#### Work instructions:
Omit the pictures and output every entry below exactly as written.

#### Exercise material:
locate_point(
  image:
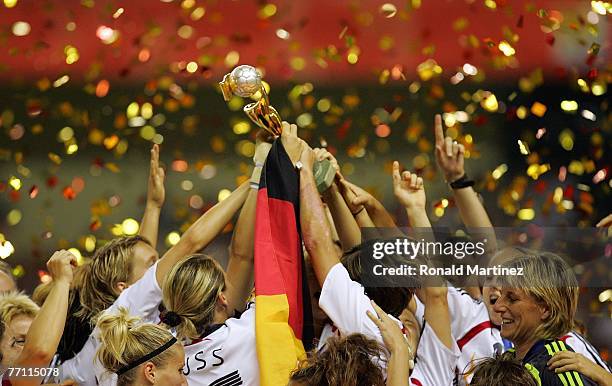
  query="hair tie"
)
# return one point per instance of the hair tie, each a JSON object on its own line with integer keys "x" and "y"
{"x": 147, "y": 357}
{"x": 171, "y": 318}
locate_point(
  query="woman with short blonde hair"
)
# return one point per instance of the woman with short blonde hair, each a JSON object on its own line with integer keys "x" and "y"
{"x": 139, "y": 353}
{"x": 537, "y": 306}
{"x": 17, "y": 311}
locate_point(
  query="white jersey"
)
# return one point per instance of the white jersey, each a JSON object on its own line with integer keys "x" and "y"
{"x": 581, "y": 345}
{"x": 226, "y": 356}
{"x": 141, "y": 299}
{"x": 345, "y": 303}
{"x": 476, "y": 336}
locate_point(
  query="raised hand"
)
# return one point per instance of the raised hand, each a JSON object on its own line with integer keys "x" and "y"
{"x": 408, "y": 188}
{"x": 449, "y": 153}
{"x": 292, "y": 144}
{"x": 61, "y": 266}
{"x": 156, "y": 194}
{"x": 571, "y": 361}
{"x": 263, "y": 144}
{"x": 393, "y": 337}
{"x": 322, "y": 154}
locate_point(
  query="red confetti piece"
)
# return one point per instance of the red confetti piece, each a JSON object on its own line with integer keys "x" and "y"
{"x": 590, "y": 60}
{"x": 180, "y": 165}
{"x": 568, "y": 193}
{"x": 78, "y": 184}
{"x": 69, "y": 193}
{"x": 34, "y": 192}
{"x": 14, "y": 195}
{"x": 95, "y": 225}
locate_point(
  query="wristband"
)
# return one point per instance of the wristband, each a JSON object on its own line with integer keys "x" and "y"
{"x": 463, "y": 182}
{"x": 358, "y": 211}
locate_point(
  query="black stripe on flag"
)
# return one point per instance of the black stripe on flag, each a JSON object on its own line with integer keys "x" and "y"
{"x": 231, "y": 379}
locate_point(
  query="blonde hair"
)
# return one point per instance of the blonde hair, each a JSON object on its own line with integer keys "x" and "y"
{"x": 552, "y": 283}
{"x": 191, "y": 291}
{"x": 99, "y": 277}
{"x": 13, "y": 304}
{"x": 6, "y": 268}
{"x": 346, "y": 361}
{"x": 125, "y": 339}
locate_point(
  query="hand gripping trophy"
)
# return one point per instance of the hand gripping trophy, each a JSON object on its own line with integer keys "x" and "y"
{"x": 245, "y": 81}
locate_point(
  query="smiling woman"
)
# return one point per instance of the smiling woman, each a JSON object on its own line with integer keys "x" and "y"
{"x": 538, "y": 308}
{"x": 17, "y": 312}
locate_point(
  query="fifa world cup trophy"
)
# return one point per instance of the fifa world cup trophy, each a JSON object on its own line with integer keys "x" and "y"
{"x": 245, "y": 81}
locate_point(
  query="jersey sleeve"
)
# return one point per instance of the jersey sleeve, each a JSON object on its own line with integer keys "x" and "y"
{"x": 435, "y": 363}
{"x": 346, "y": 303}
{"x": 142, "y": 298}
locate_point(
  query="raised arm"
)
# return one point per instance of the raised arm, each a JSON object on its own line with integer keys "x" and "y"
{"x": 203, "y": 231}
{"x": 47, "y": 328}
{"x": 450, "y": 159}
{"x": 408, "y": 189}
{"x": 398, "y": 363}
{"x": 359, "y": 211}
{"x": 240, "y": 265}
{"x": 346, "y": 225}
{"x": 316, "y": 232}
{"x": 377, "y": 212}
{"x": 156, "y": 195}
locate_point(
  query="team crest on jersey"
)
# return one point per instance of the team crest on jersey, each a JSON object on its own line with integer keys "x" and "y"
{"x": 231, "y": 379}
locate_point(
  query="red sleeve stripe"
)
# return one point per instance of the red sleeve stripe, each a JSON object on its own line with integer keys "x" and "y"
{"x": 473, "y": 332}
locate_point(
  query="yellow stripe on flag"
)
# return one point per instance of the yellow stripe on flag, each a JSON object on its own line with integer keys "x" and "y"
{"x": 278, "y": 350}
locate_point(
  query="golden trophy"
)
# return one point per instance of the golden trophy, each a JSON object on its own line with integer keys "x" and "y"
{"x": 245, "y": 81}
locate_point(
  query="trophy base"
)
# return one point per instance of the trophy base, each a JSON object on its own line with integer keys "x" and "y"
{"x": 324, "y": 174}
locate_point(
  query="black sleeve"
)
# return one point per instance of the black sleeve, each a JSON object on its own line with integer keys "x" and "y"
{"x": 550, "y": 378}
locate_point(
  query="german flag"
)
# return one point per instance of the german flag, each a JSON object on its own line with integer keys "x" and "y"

#### Solution:
locate_point(
  image:
  query="hair tie"
)
# return one point per instance of the hair tie, each a JSON object on its own line with integer keys "x" and "y"
{"x": 147, "y": 357}
{"x": 171, "y": 318}
locate_point(
  query="woman with short blonde hair"
)
# return one point per instance of the woman with short blonde hair, each a JSON object on its own line with integer keys "x" and "y"
{"x": 139, "y": 353}
{"x": 537, "y": 306}
{"x": 17, "y": 311}
locate_point(
  query="white jersey"
)
# return one point per instance of the white jersey, each a JSON object on its own line with integer keys "x" and "y"
{"x": 581, "y": 345}
{"x": 226, "y": 356}
{"x": 141, "y": 299}
{"x": 345, "y": 303}
{"x": 476, "y": 336}
locate_point(
  query="raised hand"
)
# return one point per instance of the raised hand, each a JSON object on its own line with integer keys "x" and "y"
{"x": 408, "y": 188}
{"x": 449, "y": 153}
{"x": 292, "y": 144}
{"x": 61, "y": 266}
{"x": 156, "y": 194}
{"x": 571, "y": 361}
{"x": 263, "y": 144}
{"x": 393, "y": 337}
{"x": 322, "y": 154}
locate_point(
  query="red confetti piece"
)
# return one point per instance of the red confetti piece, each a JSON object on its own line with integer keys "x" and "y"
{"x": 590, "y": 60}
{"x": 180, "y": 165}
{"x": 568, "y": 193}
{"x": 78, "y": 184}
{"x": 69, "y": 193}
{"x": 34, "y": 192}
{"x": 14, "y": 195}
{"x": 95, "y": 225}
locate_point(
  query="wristband"
)
# return one point per instance of the wristband, each a JSON object on its own line with integer keys "x" and "y"
{"x": 463, "y": 182}
{"x": 358, "y": 211}
locate_point(
  query="black stripe on flag"
)
# return one point per instance of the black stripe on flag, each a JSON object on its own line with integer keys "x" and "y"
{"x": 231, "y": 379}
locate_point(
  query="blonde hair"
)
# return one point per instance of the blonde hair, each a JSON object on its own line with integer keys "x" and "y"
{"x": 552, "y": 283}
{"x": 191, "y": 291}
{"x": 99, "y": 277}
{"x": 13, "y": 304}
{"x": 6, "y": 268}
{"x": 346, "y": 361}
{"x": 125, "y": 339}
locate_point(
  query="hand gripping trophy"
)
# return one point per instance of the hand gripping trophy, each a JSON object on its own line with integer keys "x" and "y"
{"x": 245, "y": 81}
locate_point(
  query="smiling woman"
)
# return one point per instance of the smiling woman, each a JSON object on its own line with integer keys "x" and "y"
{"x": 538, "y": 308}
{"x": 17, "y": 312}
locate_point(
  query="fifa world cup trophy"
)
# return one point per instance of the fifa world cup trophy, each a JSON object on its own line with integer keys "x" and "y"
{"x": 245, "y": 81}
locate_point(
  query="jersey sleeve"
)
# return one point per instance of the jersey sleeve, each a JSON object on its own line with integer keys "x" and "y"
{"x": 435, "y": 363}
{"x": 346, "y": 303}
{"x": 142, "y": 298}
locate_point(
  query="raised arm"
)
# return one point per instance of the raised arm, each a JSON object on its own line with integer keys "x" and "y"
{"x": 203, "y": 231}
{"x": 47, "y": 328}
{"x": 450, "y": 159}
{"x": 408, "y": 189}
{"x": 398, "y": 363}
{"x": 359, "y": 211}
{"x": 240, "y": 265}
{"x": 346, "y": 225}
{"x": 316, "y": 232}
{"x": 377, "y": 212}
{"x": 156, "y": 195}
locate_point(
  query="team crest on jersey"
)
# return one point per instance of the team crest on jersey, each a JSON object on its own line with integer keys "x" and "y"
{"x": 231, "y": 379}
locate_point(
  query="red sleeve stripe"
)
# return one point per instance of the red sleeve stripe, each a JSON object on its own line with integer keys "x" and "y"
{"x": 473, "y": 332}
locate_point(
  query="yellow stripe on flag"
)
# return one point per instance of the yellow stripe on flag, each a JSON object on its own line with integer keys "x" and "y"
{"x": 278, "y": 350}
locate_point(
  query="golden trophy"
)
# return one point per instance of the golden trophy, each a JSON object on its own line with integer keys "x" and "y"
{"x": 245, "y": 81}
locate_point(
  query="trophy base"
)
# return one point per instance of the trophy base, each a JSON object on its own line with integer keys "x" and "y"
{"x": 324, "y": 174}
locate_point(
  query="black sleeve"
)
# return one point per instance of the black sleeve, each a JSON object on its own line with integer keys "x" and "y"
{"x": 550, "y": 378}
locate_point(
  query="german flag"
)
# return one point per instance of the german flag, each a JSON object on its own line with integer keys "x" and "y"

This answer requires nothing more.